• [Exercise task A]: From the records below, pick out every line that contains the string "sail" and copy each one.

• [Supplied text]:

-- start --

Italians also love teaching their language, maybe there is some desire to promote it, being it the only major western-European language to not really conquer vast swathes of the globe or settle as a continental second-language. I feel sort of sorry for Italian, given that it had the chance to spread like Spanish, Christopher Columbus, despite sailing under the Spanish flag, grew up speaking some regional form of Italian as a mother tongue, and so took it with him to South America, but it wasn’t meant to be. In my opinion, European Spanish just doesn’t satisfy the ears the same as Italian, the lisp is distracting and trying to speak it makes it feel like my mouth is melting.

Italian is an absolute delight, soft and fluid, but accented with strong T’s and rolled R’s, and the rhythm, that rhythm. Everything is musical and unbeatably passionate, I witnessed conversations in which it looked like someone would either thrust a blade into someone or have the tendons rip themselves out of their neck through sheer exertion, when they could have been talking about just doing the weekly shop.

-- end --

• [Data excerpts]:
-- start --

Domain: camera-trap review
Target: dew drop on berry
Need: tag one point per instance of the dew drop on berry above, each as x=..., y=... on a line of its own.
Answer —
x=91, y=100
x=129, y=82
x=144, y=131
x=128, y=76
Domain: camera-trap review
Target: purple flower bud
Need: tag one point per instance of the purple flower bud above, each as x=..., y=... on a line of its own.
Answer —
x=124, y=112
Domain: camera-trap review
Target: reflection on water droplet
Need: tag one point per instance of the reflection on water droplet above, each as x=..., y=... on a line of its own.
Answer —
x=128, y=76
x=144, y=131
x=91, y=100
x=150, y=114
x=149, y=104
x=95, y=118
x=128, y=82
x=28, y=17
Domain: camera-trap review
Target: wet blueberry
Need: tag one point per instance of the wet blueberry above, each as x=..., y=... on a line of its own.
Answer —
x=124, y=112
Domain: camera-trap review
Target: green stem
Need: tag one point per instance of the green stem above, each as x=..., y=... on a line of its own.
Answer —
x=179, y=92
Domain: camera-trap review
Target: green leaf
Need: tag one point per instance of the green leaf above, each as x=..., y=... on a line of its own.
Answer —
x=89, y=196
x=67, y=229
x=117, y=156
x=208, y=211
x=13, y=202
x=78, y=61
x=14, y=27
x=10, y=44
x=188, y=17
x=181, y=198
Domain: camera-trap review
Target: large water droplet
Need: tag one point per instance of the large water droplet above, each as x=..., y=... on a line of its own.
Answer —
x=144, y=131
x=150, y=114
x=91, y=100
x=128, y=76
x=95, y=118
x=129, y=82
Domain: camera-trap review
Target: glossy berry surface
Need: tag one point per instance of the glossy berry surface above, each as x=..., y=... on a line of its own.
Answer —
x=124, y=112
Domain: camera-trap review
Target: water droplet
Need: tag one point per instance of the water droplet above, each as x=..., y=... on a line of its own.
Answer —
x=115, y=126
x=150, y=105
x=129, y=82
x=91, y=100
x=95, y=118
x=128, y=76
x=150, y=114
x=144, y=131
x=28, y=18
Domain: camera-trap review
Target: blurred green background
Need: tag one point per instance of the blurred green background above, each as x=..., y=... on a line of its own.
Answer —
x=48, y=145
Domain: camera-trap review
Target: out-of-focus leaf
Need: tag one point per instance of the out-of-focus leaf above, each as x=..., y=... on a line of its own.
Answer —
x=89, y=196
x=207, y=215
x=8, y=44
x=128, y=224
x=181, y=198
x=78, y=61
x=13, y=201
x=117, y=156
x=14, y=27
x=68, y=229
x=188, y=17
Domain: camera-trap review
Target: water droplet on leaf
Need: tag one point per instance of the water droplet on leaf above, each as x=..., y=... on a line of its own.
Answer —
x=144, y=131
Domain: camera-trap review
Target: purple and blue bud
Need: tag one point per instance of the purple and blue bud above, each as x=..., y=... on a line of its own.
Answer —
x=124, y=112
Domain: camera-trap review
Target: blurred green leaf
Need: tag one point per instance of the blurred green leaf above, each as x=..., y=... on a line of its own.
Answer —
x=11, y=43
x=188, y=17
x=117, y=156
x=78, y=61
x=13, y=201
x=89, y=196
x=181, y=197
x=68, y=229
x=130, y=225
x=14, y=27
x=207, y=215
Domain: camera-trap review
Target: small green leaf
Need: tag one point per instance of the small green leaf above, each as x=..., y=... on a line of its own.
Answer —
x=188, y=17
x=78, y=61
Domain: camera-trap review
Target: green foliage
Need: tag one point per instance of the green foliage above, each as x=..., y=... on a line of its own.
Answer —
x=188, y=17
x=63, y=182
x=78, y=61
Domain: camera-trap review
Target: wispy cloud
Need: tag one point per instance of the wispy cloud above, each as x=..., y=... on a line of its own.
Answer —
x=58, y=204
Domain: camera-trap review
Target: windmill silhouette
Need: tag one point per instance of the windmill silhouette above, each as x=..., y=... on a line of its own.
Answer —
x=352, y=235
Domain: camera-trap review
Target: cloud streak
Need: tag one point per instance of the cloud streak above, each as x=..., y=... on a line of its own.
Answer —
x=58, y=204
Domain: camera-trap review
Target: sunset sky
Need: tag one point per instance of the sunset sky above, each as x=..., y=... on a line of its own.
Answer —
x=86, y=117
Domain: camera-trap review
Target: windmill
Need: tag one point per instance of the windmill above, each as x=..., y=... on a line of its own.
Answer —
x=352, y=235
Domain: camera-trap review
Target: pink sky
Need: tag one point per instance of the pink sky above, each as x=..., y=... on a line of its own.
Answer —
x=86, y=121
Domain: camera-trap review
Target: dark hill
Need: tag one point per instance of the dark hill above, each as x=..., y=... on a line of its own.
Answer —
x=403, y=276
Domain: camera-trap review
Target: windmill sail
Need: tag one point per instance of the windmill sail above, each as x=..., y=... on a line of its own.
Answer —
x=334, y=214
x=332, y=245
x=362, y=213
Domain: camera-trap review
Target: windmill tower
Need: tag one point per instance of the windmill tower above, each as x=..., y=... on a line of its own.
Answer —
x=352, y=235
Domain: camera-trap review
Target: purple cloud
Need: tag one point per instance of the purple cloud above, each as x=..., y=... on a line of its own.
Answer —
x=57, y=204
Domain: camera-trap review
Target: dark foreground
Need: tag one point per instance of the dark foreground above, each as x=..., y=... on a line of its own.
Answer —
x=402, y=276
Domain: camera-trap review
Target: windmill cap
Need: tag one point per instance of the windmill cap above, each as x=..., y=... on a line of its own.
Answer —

-- end --

• [Exercise task B]: According to the passage on the Italian language, what did Christopher Columbus grow up speaking as a mother tongue?

• [Task solution A]:
Target: windmill sail
Need: tag one point per instance of the windmill sail above, each as x=..., y=... on a line of its own.

• [Task solution B]: Some regional form of Italian.